→ **Action item**
Copy every line from the records below that holds the word "horizon".

►

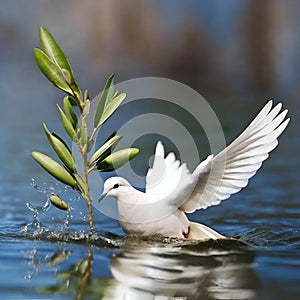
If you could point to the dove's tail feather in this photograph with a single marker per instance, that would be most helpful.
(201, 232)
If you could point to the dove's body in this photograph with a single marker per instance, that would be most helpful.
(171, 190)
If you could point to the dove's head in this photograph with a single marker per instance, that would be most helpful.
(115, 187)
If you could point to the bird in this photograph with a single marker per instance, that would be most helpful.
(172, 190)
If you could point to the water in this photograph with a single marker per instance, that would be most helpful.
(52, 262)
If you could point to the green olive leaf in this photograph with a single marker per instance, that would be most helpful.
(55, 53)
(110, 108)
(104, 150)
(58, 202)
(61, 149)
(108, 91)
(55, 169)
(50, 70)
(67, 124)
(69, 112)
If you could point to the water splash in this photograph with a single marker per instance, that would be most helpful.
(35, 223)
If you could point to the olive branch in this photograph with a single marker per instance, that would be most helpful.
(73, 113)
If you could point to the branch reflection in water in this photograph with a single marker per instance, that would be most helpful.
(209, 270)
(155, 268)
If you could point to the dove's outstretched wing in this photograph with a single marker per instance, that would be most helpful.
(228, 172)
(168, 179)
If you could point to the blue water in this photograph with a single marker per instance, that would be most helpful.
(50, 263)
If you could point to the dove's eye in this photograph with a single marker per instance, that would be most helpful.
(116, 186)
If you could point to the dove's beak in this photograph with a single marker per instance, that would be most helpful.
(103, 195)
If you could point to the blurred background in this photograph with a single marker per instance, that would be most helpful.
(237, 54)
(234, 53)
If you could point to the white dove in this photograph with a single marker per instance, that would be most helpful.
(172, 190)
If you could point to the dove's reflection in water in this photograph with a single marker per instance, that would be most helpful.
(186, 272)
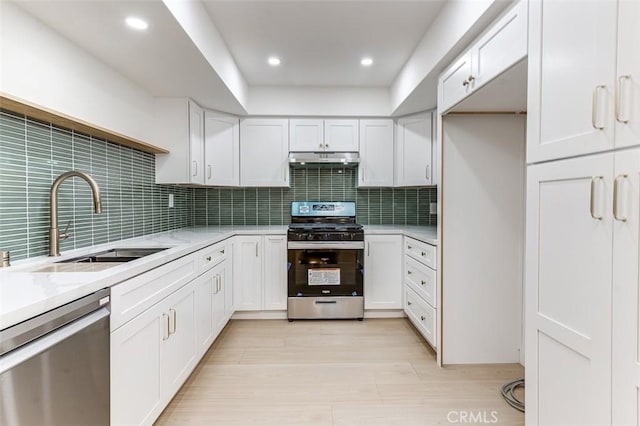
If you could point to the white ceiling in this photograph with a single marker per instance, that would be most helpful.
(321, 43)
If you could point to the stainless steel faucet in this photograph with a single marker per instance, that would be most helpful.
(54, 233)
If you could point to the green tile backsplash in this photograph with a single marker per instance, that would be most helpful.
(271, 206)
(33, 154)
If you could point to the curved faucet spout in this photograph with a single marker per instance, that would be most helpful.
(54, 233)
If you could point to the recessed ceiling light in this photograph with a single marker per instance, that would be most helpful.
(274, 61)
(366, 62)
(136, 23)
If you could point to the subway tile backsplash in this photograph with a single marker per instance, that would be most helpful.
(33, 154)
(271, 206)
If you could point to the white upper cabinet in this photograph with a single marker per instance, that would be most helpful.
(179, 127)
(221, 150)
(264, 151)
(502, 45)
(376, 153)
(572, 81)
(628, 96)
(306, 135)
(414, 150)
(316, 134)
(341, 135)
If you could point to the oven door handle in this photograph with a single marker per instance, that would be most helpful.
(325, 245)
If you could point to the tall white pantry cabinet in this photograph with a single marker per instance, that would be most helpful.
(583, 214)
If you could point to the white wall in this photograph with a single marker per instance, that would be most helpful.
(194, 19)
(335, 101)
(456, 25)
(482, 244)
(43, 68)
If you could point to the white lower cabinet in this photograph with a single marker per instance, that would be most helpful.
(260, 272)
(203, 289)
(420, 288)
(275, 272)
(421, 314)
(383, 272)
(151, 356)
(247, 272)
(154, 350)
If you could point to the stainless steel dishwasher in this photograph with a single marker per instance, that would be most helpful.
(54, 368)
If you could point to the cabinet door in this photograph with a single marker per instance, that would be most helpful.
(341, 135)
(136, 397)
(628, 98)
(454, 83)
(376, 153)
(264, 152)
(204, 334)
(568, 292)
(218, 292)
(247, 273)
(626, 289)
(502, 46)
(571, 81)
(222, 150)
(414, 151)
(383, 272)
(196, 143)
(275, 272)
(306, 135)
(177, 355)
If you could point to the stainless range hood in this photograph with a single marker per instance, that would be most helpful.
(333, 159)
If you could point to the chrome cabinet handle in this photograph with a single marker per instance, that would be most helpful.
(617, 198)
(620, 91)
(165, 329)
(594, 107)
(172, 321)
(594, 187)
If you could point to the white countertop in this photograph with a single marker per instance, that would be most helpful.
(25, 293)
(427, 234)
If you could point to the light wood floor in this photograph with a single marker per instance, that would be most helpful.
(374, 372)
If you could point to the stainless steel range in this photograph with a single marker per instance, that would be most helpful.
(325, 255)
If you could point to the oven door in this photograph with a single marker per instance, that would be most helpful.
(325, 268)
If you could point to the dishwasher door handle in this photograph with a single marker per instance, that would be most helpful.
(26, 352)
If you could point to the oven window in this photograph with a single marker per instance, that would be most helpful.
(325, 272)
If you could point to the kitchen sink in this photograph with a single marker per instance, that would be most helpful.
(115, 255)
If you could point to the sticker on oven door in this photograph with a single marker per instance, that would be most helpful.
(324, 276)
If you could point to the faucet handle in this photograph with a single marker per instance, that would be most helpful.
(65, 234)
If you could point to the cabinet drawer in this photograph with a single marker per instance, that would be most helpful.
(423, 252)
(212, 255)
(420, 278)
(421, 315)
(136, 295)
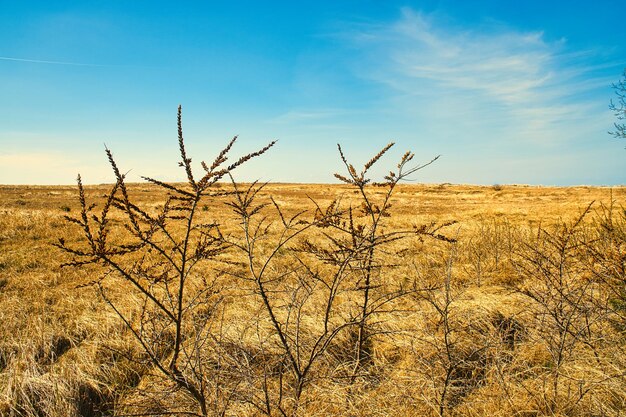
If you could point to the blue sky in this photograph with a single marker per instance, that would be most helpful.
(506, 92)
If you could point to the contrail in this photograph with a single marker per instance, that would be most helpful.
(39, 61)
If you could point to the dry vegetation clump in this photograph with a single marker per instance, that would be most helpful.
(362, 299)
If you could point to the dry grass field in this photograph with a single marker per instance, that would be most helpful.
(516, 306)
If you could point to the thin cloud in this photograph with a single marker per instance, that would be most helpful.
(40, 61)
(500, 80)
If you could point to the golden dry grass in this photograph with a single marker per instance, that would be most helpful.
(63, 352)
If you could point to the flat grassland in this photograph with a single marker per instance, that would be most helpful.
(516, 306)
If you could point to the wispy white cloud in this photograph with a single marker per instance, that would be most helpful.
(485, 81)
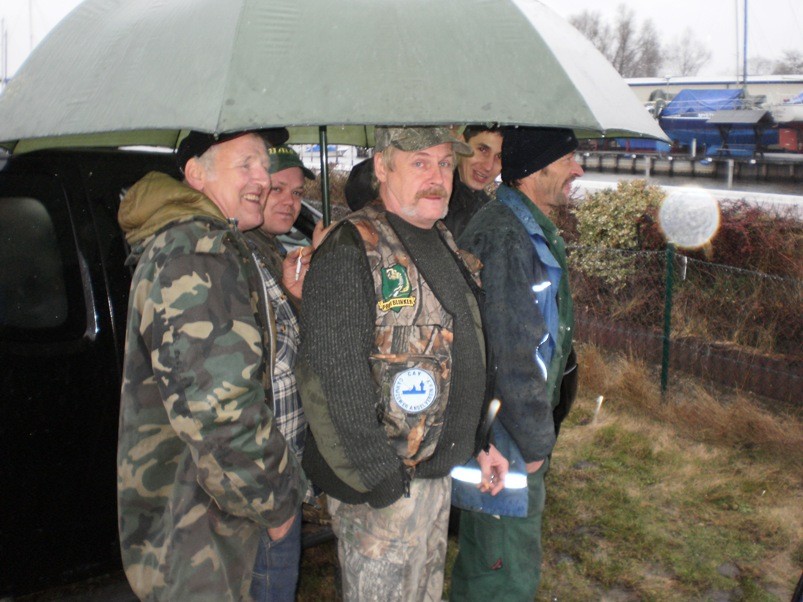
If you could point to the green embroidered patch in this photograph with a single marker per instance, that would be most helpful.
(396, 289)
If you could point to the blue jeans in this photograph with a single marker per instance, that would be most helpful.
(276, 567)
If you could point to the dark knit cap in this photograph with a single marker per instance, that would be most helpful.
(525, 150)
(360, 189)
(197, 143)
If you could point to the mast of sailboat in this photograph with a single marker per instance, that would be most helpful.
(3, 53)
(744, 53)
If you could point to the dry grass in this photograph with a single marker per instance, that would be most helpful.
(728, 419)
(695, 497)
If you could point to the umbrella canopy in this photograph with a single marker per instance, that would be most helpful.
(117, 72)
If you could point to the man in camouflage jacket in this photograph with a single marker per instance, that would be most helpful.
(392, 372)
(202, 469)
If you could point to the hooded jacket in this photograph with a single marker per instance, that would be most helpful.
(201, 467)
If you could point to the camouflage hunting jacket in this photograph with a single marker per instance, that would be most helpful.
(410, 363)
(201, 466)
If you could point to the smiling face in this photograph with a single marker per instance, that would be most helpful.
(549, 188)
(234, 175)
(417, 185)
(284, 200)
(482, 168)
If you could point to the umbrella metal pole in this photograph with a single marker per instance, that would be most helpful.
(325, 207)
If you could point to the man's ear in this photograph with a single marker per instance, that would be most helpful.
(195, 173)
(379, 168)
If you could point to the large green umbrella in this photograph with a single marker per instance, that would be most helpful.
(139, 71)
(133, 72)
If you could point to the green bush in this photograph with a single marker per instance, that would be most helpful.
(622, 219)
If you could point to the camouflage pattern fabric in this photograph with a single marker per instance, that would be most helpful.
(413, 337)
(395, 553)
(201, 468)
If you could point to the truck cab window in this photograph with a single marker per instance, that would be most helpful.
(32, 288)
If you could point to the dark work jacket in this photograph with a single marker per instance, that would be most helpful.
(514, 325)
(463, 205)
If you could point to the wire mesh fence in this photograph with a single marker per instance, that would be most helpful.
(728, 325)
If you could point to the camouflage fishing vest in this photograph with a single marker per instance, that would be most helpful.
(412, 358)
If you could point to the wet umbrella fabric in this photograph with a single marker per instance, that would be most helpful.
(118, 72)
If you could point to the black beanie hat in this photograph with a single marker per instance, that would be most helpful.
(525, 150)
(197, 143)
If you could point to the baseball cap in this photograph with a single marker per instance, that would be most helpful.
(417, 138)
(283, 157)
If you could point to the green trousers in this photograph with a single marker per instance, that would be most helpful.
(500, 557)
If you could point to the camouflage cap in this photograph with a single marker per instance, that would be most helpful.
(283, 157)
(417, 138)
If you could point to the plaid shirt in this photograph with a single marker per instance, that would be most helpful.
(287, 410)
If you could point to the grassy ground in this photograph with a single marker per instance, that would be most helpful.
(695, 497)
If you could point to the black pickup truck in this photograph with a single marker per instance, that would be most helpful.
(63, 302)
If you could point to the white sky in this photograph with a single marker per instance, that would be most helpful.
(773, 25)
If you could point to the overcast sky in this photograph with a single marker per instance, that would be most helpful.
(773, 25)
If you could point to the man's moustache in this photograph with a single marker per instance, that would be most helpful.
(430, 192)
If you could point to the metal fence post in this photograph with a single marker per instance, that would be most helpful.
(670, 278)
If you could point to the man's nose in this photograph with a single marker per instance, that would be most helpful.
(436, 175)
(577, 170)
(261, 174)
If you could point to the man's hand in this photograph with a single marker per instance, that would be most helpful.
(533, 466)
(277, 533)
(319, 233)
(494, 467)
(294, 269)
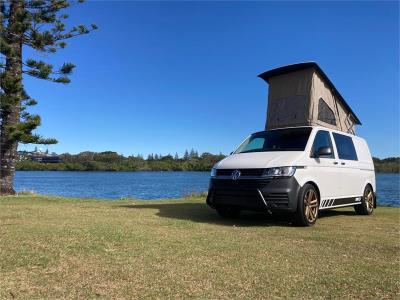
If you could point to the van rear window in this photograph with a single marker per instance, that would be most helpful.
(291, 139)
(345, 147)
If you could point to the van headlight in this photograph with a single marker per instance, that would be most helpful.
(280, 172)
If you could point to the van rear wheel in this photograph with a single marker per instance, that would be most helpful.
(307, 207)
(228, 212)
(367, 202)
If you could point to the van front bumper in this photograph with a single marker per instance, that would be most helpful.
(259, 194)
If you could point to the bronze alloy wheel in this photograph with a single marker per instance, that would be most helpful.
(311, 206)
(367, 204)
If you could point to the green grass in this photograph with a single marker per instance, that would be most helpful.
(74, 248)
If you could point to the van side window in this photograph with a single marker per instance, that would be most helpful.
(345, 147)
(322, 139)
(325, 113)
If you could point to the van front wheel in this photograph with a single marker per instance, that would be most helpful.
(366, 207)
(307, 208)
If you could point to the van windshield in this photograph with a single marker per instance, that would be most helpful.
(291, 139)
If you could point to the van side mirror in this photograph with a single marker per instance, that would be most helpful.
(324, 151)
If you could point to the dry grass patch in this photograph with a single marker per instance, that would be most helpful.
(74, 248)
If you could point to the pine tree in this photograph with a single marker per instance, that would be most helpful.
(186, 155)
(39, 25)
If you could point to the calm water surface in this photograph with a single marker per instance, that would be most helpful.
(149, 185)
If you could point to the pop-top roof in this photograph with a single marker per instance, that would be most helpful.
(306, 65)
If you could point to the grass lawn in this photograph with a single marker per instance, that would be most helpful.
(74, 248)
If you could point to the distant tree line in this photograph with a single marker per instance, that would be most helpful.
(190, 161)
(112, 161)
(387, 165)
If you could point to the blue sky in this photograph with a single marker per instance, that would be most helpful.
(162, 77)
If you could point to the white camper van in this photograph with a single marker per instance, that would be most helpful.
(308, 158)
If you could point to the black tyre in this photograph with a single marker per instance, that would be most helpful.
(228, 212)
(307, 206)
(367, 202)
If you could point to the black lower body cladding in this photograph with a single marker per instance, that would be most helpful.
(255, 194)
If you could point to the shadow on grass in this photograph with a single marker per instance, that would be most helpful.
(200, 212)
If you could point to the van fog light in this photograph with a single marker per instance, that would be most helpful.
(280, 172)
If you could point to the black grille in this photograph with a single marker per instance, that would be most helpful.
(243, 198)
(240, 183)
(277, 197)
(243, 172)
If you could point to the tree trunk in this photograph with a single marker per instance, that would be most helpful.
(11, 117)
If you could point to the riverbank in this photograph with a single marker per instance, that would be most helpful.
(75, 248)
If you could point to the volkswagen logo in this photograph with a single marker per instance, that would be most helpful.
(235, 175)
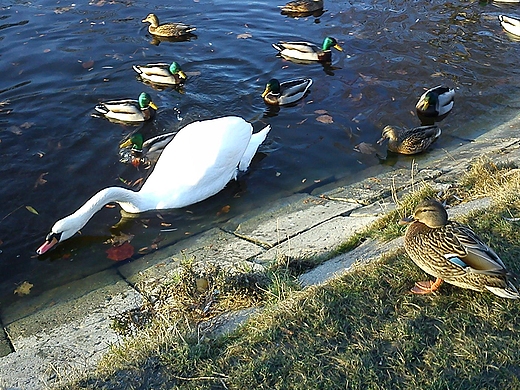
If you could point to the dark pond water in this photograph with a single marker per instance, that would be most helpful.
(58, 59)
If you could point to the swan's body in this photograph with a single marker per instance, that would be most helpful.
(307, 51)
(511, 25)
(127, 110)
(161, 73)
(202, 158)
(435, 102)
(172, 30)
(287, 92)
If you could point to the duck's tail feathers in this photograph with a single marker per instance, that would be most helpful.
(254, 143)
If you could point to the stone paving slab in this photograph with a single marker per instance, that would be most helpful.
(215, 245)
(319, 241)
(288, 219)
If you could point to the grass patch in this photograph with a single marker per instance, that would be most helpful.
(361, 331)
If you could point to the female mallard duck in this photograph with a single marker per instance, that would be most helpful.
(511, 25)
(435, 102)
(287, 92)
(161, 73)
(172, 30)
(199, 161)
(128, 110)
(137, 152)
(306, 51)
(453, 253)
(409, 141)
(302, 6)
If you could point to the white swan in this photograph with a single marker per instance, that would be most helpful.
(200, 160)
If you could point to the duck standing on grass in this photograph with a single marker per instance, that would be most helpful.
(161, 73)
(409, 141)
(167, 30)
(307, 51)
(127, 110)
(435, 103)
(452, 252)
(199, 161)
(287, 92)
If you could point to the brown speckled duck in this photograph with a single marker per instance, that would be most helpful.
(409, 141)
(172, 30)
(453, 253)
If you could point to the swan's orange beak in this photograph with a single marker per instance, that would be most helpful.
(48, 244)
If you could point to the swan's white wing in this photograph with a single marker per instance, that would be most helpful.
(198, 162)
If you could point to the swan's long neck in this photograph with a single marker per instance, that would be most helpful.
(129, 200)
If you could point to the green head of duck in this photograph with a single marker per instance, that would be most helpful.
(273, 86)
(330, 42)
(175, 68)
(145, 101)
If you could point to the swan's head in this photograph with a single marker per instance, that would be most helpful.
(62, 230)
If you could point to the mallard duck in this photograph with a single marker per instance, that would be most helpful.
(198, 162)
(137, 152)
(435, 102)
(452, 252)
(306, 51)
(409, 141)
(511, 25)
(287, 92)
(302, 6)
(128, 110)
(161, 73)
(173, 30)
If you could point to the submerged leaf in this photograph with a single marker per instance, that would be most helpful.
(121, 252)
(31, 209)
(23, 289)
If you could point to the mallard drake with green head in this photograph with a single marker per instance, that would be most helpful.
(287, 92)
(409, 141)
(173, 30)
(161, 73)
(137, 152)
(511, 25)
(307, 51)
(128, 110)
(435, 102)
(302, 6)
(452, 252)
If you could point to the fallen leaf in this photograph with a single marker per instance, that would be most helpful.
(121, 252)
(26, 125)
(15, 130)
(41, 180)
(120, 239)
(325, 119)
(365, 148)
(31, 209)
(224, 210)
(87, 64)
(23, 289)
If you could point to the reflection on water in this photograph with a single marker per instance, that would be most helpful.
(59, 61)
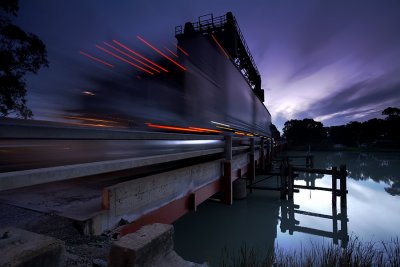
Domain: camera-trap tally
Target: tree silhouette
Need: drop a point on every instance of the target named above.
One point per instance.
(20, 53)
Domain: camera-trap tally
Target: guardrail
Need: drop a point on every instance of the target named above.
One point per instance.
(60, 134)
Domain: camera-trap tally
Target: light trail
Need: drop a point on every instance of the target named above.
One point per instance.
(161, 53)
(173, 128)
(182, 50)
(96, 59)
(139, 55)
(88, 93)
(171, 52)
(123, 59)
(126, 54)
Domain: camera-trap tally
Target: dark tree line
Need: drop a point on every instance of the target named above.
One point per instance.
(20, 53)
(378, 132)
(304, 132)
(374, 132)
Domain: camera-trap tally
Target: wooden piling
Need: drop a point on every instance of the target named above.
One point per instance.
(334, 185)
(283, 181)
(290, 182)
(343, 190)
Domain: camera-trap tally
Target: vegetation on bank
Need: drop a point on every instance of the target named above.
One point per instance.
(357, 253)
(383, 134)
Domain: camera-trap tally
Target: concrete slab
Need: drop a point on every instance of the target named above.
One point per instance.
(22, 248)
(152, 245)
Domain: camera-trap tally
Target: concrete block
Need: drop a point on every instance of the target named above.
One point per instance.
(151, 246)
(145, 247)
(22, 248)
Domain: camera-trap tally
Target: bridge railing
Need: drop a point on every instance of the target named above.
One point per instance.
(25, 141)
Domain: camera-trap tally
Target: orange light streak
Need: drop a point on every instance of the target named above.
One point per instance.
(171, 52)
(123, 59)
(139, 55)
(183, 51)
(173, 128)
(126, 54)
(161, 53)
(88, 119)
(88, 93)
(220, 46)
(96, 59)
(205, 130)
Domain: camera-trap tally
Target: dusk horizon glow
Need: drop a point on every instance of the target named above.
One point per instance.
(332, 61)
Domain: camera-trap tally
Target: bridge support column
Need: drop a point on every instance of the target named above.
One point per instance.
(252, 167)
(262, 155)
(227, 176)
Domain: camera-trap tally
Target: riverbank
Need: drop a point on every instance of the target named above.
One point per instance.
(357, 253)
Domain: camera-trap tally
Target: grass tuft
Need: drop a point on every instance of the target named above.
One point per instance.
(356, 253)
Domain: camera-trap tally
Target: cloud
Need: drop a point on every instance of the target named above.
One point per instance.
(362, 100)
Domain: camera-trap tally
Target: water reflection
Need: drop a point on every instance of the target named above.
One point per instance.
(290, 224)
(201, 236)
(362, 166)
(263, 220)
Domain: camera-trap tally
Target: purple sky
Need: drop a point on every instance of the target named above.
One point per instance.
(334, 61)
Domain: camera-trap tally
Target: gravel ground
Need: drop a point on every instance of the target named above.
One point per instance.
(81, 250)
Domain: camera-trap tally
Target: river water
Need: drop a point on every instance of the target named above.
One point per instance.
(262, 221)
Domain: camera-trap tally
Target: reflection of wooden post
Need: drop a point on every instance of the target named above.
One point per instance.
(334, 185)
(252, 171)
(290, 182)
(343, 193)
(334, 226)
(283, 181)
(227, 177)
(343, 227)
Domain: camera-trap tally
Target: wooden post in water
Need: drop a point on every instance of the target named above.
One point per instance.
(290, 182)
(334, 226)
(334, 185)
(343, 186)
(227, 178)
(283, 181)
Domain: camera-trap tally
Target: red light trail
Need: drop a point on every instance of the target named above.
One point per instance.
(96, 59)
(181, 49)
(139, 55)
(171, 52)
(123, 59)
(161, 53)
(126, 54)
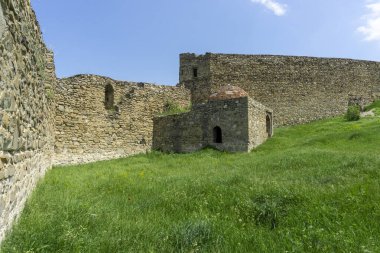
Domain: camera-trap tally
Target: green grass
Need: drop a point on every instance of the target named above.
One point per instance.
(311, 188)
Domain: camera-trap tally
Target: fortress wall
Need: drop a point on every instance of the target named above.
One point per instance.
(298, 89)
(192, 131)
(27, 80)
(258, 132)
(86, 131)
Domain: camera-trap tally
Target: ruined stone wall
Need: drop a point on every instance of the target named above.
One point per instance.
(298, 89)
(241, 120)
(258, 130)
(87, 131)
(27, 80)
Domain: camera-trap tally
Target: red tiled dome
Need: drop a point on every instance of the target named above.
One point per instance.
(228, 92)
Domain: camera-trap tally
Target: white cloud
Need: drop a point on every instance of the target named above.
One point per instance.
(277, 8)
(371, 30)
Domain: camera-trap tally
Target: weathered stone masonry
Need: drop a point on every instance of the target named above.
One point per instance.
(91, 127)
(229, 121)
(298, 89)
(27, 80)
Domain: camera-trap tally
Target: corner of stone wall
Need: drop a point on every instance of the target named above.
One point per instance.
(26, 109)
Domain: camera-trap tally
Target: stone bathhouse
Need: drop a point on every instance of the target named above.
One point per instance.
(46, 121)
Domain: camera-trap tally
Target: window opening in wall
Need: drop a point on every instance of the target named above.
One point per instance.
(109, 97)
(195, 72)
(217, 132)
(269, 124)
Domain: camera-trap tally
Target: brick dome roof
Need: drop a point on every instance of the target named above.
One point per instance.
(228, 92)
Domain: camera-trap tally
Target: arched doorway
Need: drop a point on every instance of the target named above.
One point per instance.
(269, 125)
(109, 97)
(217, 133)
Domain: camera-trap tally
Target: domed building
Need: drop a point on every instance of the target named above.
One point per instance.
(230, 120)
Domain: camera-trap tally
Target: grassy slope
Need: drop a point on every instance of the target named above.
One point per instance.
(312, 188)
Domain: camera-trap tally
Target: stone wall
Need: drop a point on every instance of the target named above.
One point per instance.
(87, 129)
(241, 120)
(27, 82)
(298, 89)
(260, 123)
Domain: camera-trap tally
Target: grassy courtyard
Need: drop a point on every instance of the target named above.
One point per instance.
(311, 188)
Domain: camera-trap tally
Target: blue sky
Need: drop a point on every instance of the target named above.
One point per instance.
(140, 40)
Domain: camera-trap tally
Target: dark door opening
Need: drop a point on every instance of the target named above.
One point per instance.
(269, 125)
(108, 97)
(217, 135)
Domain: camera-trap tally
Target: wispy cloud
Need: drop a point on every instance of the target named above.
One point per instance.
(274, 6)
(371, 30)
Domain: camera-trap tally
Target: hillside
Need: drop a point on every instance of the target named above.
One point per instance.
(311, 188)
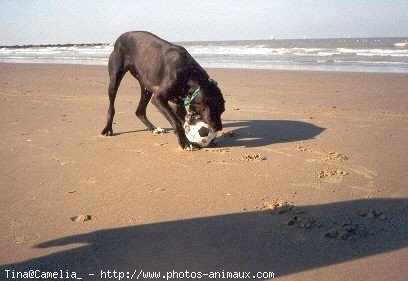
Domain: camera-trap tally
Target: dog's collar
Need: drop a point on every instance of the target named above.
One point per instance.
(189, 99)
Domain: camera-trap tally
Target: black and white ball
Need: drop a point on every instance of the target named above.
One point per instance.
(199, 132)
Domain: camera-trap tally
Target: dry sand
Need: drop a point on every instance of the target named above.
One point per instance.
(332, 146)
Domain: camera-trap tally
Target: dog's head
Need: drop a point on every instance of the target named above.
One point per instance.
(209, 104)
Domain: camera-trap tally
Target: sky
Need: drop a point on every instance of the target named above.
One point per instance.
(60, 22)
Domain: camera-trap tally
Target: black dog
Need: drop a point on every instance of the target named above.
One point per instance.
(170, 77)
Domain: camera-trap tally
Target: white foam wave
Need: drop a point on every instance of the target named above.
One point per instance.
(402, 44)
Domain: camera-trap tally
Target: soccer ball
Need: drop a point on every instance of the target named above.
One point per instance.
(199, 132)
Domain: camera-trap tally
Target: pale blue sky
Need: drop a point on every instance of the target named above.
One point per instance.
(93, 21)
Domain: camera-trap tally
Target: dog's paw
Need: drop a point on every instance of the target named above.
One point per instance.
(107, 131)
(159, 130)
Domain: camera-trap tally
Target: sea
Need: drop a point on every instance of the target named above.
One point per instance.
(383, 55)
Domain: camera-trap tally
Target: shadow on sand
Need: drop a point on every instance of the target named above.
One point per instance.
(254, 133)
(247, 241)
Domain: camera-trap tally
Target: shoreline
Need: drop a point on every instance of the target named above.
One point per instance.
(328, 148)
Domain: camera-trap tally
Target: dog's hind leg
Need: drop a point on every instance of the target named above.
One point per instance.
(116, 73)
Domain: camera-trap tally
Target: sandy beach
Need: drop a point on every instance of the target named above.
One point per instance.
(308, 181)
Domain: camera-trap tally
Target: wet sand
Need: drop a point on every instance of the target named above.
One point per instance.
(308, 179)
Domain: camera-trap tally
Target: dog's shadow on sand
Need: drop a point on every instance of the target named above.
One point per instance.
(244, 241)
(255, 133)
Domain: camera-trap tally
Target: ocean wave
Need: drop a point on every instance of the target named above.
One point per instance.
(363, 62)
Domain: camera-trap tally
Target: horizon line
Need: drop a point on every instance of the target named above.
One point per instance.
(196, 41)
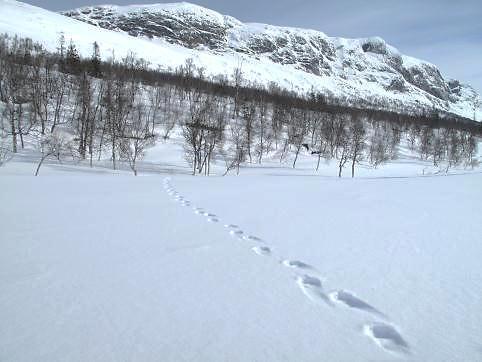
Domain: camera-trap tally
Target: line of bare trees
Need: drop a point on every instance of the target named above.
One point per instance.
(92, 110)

◄

→ **Solution for this task**
Target: dusk horizon glow
Target: horizon line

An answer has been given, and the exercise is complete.